DATA EXTRACT:

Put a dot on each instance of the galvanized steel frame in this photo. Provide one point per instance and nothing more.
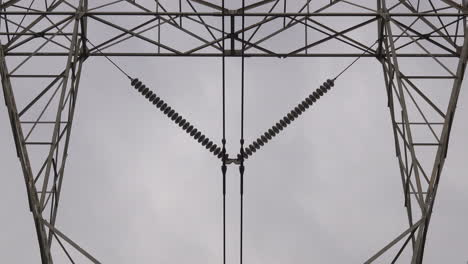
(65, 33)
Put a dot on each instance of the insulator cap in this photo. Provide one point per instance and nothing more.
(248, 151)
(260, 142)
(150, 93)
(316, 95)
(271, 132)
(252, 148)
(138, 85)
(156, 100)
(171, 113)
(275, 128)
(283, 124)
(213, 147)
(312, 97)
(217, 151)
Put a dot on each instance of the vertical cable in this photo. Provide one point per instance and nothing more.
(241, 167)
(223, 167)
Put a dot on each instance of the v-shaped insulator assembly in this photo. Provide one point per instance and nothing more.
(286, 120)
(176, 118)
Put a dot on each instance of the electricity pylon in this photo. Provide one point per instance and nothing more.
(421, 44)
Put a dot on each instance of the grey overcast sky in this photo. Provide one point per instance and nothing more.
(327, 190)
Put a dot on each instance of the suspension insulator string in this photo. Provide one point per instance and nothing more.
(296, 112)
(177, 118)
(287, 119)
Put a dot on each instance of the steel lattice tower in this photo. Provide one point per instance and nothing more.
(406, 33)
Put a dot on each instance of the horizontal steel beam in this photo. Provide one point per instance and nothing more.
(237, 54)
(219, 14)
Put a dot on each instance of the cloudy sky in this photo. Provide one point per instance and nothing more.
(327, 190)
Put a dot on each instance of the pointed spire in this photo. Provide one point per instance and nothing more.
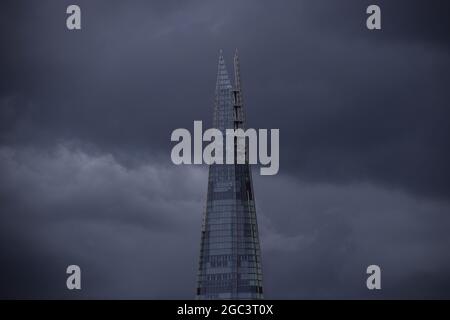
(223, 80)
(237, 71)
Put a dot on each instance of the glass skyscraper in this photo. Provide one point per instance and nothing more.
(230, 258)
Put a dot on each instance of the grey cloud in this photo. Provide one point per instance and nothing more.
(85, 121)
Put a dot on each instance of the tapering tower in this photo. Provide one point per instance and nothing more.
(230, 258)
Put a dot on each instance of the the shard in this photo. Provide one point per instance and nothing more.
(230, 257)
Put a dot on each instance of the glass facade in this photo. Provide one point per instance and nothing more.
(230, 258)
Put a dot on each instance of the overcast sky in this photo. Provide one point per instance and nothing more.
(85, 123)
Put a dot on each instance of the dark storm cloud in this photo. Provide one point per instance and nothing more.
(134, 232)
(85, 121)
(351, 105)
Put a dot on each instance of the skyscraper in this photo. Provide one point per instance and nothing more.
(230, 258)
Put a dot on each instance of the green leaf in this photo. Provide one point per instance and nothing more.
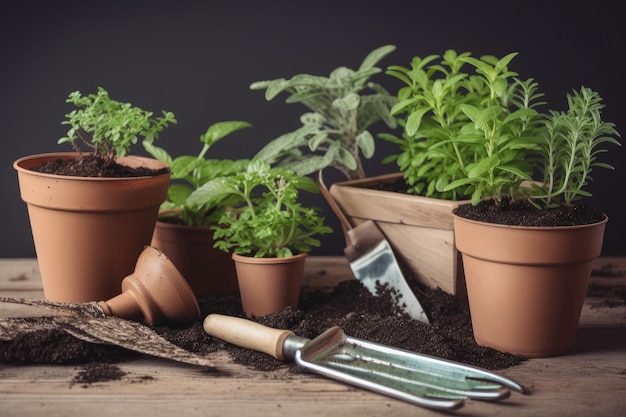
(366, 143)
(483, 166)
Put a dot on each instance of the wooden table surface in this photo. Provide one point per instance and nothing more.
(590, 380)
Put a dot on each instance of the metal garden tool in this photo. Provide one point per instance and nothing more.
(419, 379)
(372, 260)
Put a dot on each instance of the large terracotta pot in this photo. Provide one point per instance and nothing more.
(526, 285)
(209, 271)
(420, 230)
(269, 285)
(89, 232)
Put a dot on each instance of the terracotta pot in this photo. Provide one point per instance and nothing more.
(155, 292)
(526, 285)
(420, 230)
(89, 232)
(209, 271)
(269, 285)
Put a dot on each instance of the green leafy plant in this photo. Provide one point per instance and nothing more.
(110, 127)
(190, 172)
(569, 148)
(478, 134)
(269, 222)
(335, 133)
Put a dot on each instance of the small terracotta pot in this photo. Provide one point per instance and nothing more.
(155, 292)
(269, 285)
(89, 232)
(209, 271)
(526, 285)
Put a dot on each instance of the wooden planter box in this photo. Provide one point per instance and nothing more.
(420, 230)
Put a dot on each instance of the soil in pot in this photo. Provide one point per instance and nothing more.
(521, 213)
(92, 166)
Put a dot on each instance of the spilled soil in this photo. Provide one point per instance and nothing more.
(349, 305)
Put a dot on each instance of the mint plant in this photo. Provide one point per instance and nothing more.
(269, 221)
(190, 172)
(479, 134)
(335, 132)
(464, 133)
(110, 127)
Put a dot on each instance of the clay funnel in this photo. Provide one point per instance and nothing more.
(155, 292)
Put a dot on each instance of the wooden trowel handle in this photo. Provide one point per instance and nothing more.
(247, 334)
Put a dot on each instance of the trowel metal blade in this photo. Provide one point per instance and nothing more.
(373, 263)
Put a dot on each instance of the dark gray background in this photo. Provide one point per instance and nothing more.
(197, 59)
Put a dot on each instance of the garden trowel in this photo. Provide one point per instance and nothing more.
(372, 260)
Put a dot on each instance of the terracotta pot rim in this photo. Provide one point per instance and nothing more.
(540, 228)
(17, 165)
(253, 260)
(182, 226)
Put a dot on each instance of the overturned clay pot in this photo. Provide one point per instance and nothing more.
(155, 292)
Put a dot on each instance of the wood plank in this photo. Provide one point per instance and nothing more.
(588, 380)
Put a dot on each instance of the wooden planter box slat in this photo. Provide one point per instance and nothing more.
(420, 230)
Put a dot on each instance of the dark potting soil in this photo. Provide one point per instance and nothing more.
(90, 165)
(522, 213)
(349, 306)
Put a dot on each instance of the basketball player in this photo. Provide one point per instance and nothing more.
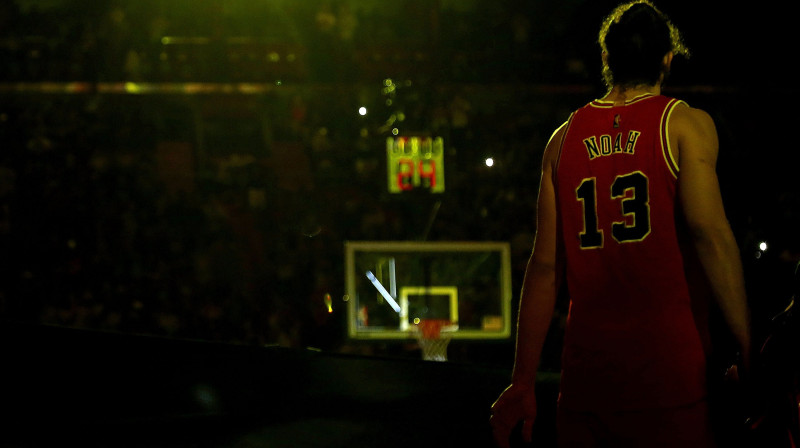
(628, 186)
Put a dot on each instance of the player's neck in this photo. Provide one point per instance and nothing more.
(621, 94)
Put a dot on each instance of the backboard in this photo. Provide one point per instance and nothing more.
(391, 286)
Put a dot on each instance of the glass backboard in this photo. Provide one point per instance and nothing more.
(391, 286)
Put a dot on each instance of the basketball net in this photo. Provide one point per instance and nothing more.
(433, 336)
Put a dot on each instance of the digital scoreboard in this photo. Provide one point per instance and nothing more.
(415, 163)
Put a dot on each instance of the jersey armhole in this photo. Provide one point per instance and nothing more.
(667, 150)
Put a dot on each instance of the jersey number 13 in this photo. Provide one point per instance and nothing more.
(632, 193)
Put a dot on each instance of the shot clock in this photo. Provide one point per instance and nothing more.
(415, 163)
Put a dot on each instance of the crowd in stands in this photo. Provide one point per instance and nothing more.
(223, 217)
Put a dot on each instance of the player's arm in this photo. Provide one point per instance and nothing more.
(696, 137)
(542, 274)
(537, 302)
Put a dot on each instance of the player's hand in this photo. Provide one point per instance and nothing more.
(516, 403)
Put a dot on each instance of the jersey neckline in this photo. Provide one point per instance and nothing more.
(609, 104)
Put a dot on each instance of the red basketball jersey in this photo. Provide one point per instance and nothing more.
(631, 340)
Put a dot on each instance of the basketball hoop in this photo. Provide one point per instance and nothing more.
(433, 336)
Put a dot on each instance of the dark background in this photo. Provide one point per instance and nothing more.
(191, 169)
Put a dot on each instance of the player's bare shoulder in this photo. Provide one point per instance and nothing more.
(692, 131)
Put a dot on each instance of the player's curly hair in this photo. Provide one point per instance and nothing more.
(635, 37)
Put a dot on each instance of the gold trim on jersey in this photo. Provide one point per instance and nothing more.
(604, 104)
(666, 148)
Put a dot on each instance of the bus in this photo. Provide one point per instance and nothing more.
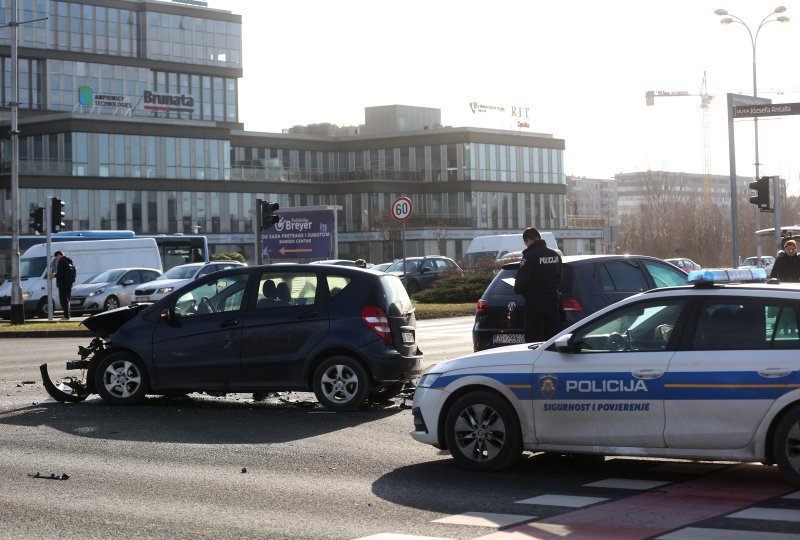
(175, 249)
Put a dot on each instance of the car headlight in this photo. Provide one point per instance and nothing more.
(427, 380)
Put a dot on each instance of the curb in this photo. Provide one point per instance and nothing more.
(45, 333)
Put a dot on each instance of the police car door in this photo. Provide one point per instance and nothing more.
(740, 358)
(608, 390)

EXERCISE PROMPT: All of the data needs repeating exactly, but the pictures do not.

RESPONSE TO THE EXERCISE:
Put a dot on each instance of the galvanized steel frame in this photo. Provide one point per instance and nothing more.
(65, 33)
Put a dot on each instance of the insulator cap in this photo. Provide one point per instance and nothing more.
(248, 151)
(260, 142)
(150, 93)
(316, 95)
(271, 132)
(252, 148)
(138, 85)
(156, 100)
(171, 113)
(275, 128)
(283, 124)
(213, 147)
(312, 97)
(217, 151)
Put a dot on each instance of the vertical cable in this photo. Provide one point per instance and nothing more.
(241, 167)
(223, 167)
Put a dot on each instance of the v-shaped insulator assembly in this photo. Provide one point per instance and nothing more.
(286, 120)
(176, 118)
Put a dot on each instance of the electricity pylon in this photo. Provide one point per instance and nothing more.
(421, 44)
Put a dot on each instance of the grey overcast sky in this photo. Provide one point per instance and nothing more.
(327, 190)
Put a dot on each instance of the suspension insulator string in this photo. Provide one point per instance and nothing more.
(296, 112)
(177, 118)
(287, 119)
Put a dot on each instance of the steel lattice tower in this photo. Provide one point per instance and nothing more.
(406, 33)
Put a dot on each instance of the horizontal steel beam in this photo. Provide one point per instance and nothing more.
(237, 54)
(219, 14)
Put a dot on each instance of the cloudy sky in this photo. Provide one point per instance and nothing more.
(327, 190)
Put a dot on each instance of the pointed spire in this photo. Provide one point per instance and nothing more.
(223, 80)
(237, 71)
Put a dot on each instance of the glass skyscraper in this photo. Provide one point per instance and nothing more.
(230, 258)
Put a dot on each instance of the grey cloud in this photo. Provide one point per instance and nothing more.
(85, 121)
Put a dot on each instance of the tapering tower in this photo. Provide one point per instance and nothing more.
(230, 258)
Put a dot on each instance of the the shard in this photo. Provide one point per instance and nothing more.
(230, 257)
Put a dot on each instance of the glass facade in this photo. Provide one point per instance and nothing more.
(230, 258)
Put a dot on each instance of the overcast sky in this photo. Provide one point per instance and nothing more.
(85, 123)
Put a dot on each instance of the dark storm cloud in this photo. Provide one point per instance and nothing more.
(134, 232)
(85, 121)
(351, 105)
Put a dot on each instance of the skyscraper in this photo. Provide one point per instance and nothing more.
(230, 258)
Put a dot on each instance of the green leaf in this photo. Provide one point per instance and nothing more.
(366, 143)
(483, 166)
Put a dot on each instance of the wooden table surface in this photo. Provide one point per instance and nothing more.
(590, 380)
Put a dot on each instance of the metal garden tool in this photo. Provide one point per instance and nothing more.
(419, 379)
(372, 260)
Put a dot on each instance of the large terracotta pot in this photo. Provide one point per instance and nothing more.
(526, 285)
(209, 271)
(420, 230)
(269, 285)
(89, 232)
Put a dot on each instance of the terracotta pot in this photo. Provide one point per instance and nothing more.
(155, 292)
(526, 285)
(420, 230)
(89, 232)
(209, 271)
(269, 285)
Put a dot on each instance of the green leafy plant in this photo. Provide one point per instance and nothing more.
(110, 127)
(190, 172)
(569, 148)
(478, 134)
(269, 222)
(335, 133)
Put a dot on each instance of the small terracotta pot in this photo. Provide one point per instance and nothing more.
(155, 292)
(269, 285)
(89, 232)
(209, 271)
(526, 285)
Put a dot on each instance of the wooden planter box in this photo. Provide one point per instance and nothing more.
(420, 230)
Put a dot on each instance of the soil in pot in this photo. Provide one point per instance and nothing more.
(521, 213)
(92, 166)
Put a dot on each instance of the spilled soil in this photo. Provide one point per instance and nothing more.
(349, 305)
Put a dot on each instance of the mint plant in this photo. Provide one point per instance and nothing more.
(269, 221)
(190, 172)
(479, 134)
(335, 132)
(464, 133)
(110, 127)
Put a dot on each instance of the clay funnel in this photo. Provide one point per instance and nothing more.
(155, 292)
Put a dot on each instance of the wooden trowel handle in this photo. Provide one point per instance and nothing more.
(247, 334)
Put a dot on each instance of the trowel metal blade in this photo. Provide one point per instance and nothing more.
(373, 263)
Put a dot on each instance of the dark gray background in this photo. Provide one point per instance and nothing more.
(197, 59)
Put a dot on each instance of the garden trowel in this photo. Provide one point per instance and nothing more.
(372, 260)
Put a dot on each instance of the terracotta pot rim in this photo. Provide one point per instance and nothing more.
(540, 228)
(17, 165)
(253, 260)
(182, 226)
Put a dot on each instance of the overturned clay pot in this photo. Provide one point per instance and nothing more.
(155, 292)
Put a dot on each instance of the wood plank in this photo. Provide one point per instance and nothing more.
(588, 380)
Put a dot on each instance of the wooden planter box slat in this photo. Provide one point per instance and nothing more.
(420, 230)
Put a dot on each instance of the dark potting soil in this photo. Provide one point per instance and nothing more.
(90, 165)
(522, 213)
(349, 306)
Put a dot on each instance of the basketball player in this photo. Provide one point per instance and nothing more.
(628, 186)
Put a dot on each instance of the player's neck in this photo. Provide one point per instance and nothing more.
(621, 94)
Put a dot on each instance of the backboard in this photo. Provide one point per instance and nothing more.
(391, 286)
Put a dot on each instance of the glass backboard in this photo. Provide one point per instance and nothing more.
(391, 286)
Put a dot on each instance of the basketball net in this photo. Provide one point per instance and nothing more.
(433, 336)
Put a dot on each instance of the digital scoreboard in this photo. Provide one point per instance and nothing more.
(415, 163)
Put a dot on each instance of the jersey armhole in this photo. Provide one point per instance and nothing more.
(667, 150)
Put a dot on each instance of the jersey number 13 in this photo. Provide one point per instance and nothing more.
(632, 193)
Put a dot on each instance of the shot clock in this photo. Provide one point per instance and nothing more.
(415, 163)
Put a dot on each instance of the crowd in stands in this photo. Provide one point per instance and nothing more.
(223, 217)
Put a dot on each instance of the player's arm in this photo. Provide one point per instance and nothing more.
(696, 137)
(542, 274)
(537, 302)
Put a dot on each instance of the player's hand in this photo. Provide one point per instance and nothing more.
(516, 403)
Put a dot on each instance of the jersey neckline in this photo. Provide one point per instance and nothing more.
(609, 104)
Put a dot on each instance of the red basketball jersey in this photo. Provide one point per instance and nothing more.
(631, 340)
Put a dot on each instance of the basketball hoop in this photo. Provide one point per instance and nothing more.
(433, 336)
Put a dot on each instance of the dark background in this photo. Provide one point per instance and nothing more.
(191, 169)
Put a dot on each instance of the player's bare shoulder in this photo. Provide one point per instance and nothing more.
(692, 131)
Put a dot on each instance of the player's curly hair in this photo. Provide one point per instance and nothing more.
(635, 37)
Put a dot on each instance of the gold trim on jersey in this photo. Provide one point per instance and nothing more.
(604, 104)
(666, 148)
Put a dot on each instance of the bus in this photo. Provide one point per instance and nothing more.
(175, 249)
Put a dot on each instance of the car headlight in this photo. Provide one point per instance and nothing more.
(427, 380)
Put a dot on each instance of the curb in this photo. Provide one point per instance and nothing more.
(45, 333)
Put a dot on each instance of the police car door in this photo. Provide one point per instance and nothing more.
(740, 358)
(608, 390)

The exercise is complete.